===== Document segment

Notes: Conduct all work with cells and cell culture reagents in a Class II biosafety cabinet (BSC)⁹. MMT cells are classified as Biosafety Level I, as they pose low to moderate biological risk. Apply proper cleaning and decontamination procedures to the BSC between uses (e.g., ultraviolet light, 70% ethanol wipe down).

1. Grow MMT cells

1. Grow cells in 10 cm tissue culture dishes containing 10 ml of nutrient rich media that consists of Eagles Minimum Essential Medium (EMEM) supplemented with 10% fetal bovine serum (FBS), 2 mM glutamine, and 1% Antimycotic/Antibiotic (10 units penicillin, 100 µg streptomycin, 0.25 µg amphotericin B). Cultivate cells in a humidified 5% CO₂ chamber, at 37 °C. Plate cells at a density of 3.6 x 10⁶ cells/cm² (see Counting Cells in step 2).
2. Replace half of the cell culture media with fresh media every 48 hrs unless otherwise indicated. Check cell viability and morphology by examination with an inverted phase contrast light microscope.
   1. Note and characterize cells for size, structure, shape, organization and estimated number under at 100 - 200X magnification. At this density, the cells should appear in one plane, not clumped atop each other and in close proximity. Each cell consists of a thick, spherical core with thin, long, branch-like extensions expanding from it that come to a point (see Figure 1).
3. Subdivide cells when they reach a cell density of 7.2 x 10⁶ cells/cm². Cells exhibit a doubling rate of 1.8 x 10⁶ cells/cm² per 24 hrs. Designate cells Passage X (Px) to denote the number of times they have been split.
   1. At generation 3 (i.e., after three passages, P3), harvest, count, and plate the cells onto a 24 well tissue culture plate at a density of 3.6 x 10⁶ cells/cm².
4. View cells every day and record digital photomicrographs. Note and describe cell morphology (i.e., size, shape, light reflective properties). Determine cell doubling time by counting cells regularly and relating elapsed time to cell number.

2. Count MMT Cells

Note: Count cells to determine if cells need to be subcultured, to set up for an experiment or to determine cell viability. There are two methods presented here.

1. Use of a hemocytometer, a standard technique to count cells.
   1. Obtain a bright-line hemocytometer, a 0.2% solution of trypan blue dye, a compound light microscope, sterile test tubes, pipettes and a manual cell counter.
   2. Under the BSC, use a 10 ml pipette to remove cells from a 10 cm tissue culture dish. If cells are grown on a 24 well plate use a 1 ml pipette or 1,000 µl micropipette to remove the media.

==========

### Activity A
In the MMT cell protocol, at what cell density should the cells be subdivided?
### Activity B
Please write the next part of the MMT cell protocol, starting after its last sentence.
The lines after this point come from a separate source.

===== Data

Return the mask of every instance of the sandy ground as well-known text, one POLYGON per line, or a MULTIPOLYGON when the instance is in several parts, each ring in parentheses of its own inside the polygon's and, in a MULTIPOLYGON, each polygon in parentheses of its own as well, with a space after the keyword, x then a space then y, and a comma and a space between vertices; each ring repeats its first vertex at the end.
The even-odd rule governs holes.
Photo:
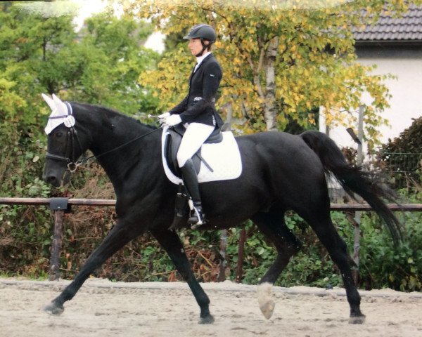
POLYGON ((198 324, 199 308, 184 283, 88 280, 61 316, 43 307, 68 281, 0 279, 0 336, 422 336, 422 293, 361 291, 365 324, 348 324, 343 289, 273 289, 276 308, 266 319, 256 287, 204 284, 215 322, 198 324))

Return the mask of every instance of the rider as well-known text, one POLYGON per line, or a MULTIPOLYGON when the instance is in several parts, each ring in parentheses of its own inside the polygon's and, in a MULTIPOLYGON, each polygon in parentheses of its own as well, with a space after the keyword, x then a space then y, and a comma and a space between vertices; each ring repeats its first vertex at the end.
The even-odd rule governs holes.
POLYGON ((189 92, 180 103, 159 117, 167 126, 183 123, 186 127, 177 152, 177 164, 193 203, 194 211, 188 223, 200 225, 204 223, 204 214, 198 175, 191 157, 212 131, 223 125, 214 107, 222 72, 211 53, 216 39, 215 31, 211 26, 196 25, 184 39, 189 40, 188 47, 197 61, 189 78, 189 92))

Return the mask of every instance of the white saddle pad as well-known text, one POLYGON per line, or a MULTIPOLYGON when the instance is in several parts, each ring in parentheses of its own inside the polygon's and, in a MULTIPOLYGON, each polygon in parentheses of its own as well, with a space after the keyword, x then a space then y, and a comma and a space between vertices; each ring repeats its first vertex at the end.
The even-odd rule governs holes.
MULTIPOLYGON (((161 157, 164 171, 169 180, 174 183, 182 183, 181 179, 177 177, 169 168, 164 157, 164 145, 167 137, 170 137, 167 128, 164 128, 161 139, 161 157)), ((198 175, 199 183, 209 181, 228 180, 236 179, 242 173, 242 160, 238 144, 231 131, 225 131, 223 140, 216 144, 203 144, 201 157, 214 170, 211 172, 203 162, 200 163, 200 168, 198 175)))

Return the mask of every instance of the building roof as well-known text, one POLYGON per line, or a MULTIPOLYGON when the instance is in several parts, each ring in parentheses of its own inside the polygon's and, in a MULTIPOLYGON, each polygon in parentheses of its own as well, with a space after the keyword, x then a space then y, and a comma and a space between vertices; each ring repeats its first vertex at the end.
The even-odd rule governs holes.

==========

### Expected output A
At 7.2 x 10⁶ cells/cm².

### Expected output B
   3. Draw cell media into the pipette, place the tip of the pipette against the bottom of the dish and expel the media while sliding the pipette tip across the plate. Repeat 4 - 5 times to help dislodge cells, dissociate clumps and lead to a more accurate cell count.
   4. Place the resulting cell suspension in a 15 ml sterile tube (or 1 ml micro centrifuge or other small volume tube). Otherwise, leave the cells in the original tissue culture plate/well.
   5. Under the BSC, combine 10 µl of the cell suspension with 10 µl of the trypan blue solution (1:1 ratio) in a non-sterile micro centrifuge or other small volume tube.
      Note: Trypan blue is a vital stain that is not absorbed by healthy viable cells. When cells are damaged or dead, trypan blue can enter the cell allowing dead cells to be counted (aka dye exclusion method). Therefore under a microscope, dead cells appear dark purple while viable cells are a bright and light in color.
   6. Incubate at RT for 5 min.
   7. Place the cover slip on the hemocytometer. Apply 10 µl of the trypan blue-cell suspension mixture into the groove. View the hemocytometer at 100 - 200X magnification. A four-corner grid is apparent (see Figure 2).
   8. Count the number of viable cells (unstained) versus total cells in each gridded area. Average the four grids and multiply by 1 x 10⁴ to obtain cells/ml.
      1. Extrapolate the total number of cells per dish (or cells/cm²). Use this number to either determine the correct volume of the cell suspension to use to seed a new tissue culture plate at the desired density of 3.6 x 10⁶ cells/cm² or determine total number of viable cells on the plate or in the well.
         Note: For additional guidance on the use of a hemocytometer, see¹⁰.
2. Use software and a digital camera to count viable cells.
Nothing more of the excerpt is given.